INPUT RECORDS: Begin

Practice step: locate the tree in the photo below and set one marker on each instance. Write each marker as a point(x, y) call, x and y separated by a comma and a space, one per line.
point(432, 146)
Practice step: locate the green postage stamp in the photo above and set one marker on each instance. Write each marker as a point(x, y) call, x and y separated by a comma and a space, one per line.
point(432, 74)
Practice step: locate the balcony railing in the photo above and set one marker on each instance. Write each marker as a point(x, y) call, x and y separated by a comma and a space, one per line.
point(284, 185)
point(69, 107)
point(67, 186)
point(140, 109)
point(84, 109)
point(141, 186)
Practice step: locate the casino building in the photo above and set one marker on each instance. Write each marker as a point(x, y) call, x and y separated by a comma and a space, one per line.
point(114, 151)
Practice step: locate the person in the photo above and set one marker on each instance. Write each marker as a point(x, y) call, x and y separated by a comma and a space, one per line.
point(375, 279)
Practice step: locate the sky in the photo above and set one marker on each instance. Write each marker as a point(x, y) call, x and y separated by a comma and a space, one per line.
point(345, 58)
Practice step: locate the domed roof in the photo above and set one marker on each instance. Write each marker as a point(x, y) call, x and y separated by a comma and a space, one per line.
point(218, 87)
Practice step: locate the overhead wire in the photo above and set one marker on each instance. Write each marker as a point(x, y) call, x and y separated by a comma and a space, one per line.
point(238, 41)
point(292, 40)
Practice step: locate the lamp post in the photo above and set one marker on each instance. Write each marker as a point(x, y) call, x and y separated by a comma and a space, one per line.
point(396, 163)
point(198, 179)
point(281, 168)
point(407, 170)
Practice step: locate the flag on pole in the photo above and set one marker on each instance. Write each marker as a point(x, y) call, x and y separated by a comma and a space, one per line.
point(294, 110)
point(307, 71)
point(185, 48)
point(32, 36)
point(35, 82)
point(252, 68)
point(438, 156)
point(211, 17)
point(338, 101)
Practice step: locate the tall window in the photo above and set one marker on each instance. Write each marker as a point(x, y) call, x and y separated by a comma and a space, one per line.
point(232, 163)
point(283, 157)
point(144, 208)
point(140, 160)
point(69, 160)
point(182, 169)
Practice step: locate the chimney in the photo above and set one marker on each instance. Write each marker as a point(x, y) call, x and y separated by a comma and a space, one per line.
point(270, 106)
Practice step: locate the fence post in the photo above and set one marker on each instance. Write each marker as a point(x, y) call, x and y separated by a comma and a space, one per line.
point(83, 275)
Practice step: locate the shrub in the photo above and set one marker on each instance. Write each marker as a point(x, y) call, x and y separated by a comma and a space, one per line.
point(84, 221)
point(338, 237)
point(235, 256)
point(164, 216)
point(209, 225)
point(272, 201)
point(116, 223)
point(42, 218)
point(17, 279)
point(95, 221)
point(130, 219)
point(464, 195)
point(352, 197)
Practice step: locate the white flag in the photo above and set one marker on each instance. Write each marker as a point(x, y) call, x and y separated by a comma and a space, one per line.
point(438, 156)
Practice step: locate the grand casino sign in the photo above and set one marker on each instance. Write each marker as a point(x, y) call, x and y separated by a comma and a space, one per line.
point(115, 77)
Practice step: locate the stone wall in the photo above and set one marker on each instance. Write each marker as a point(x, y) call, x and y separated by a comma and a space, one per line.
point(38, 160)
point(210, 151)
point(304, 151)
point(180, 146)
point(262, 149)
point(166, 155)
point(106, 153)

INPUT RECORDS: End

# EXERCISE
Reproduce precisely the span of lines that begins at the line containing "Practice step: locate the chimney" and ends with the last line of the listing.

# EXPECTED ANSWER
Practice step: locate the chimney in the photo above and set one marker on each instance. Write each marker as a point(x, y) call, x and y separated by a comma and a space, one per line.
point(270, 106)
Practice step: locate the fence post in the photo above and set one marker on each instance. Write each marker as a point(x, y) call, x and y separated by a comma and a space, one per line.
point(83, 275)
Practice step: locate the shrub in the photo above and set one marker on each instance. Write each marker as a point(x, y) call, x and y separated by a comma and a space, one per line.
point(84, 221)
point(338, 237)
point(235, 256)
point(164, 216)
point(209, 225)
point(272, 201)
point(116, 223)
point(42, 218)
point(17, 279)
point(95, 221)
point(130, 219)
point(464, 195)
point(352, 197)
Practice step: locate the white flag in the photo above and set one marker on each instance. Write each marker as a point(x, y) call, x and y separated by a comma and a space, one per line.
point(438, 156)
Practice step: locate the grand casino sign in the photo above and set one marker on each instance. Write each marker as a point(x, y) call, x and y separated by a comma and a space, one per line.
point(115, 77)
Practice step: locate the stone wall in the photo above and set one marker on each instance. Write each marker as a point(x, y) call, x and y separated by a comma and a space, one per line.
point(38, 160)
point(210, 151)
point(304, 151)
point(180, 146)
point(262, 149)
point(166, 155)
point(106, 153)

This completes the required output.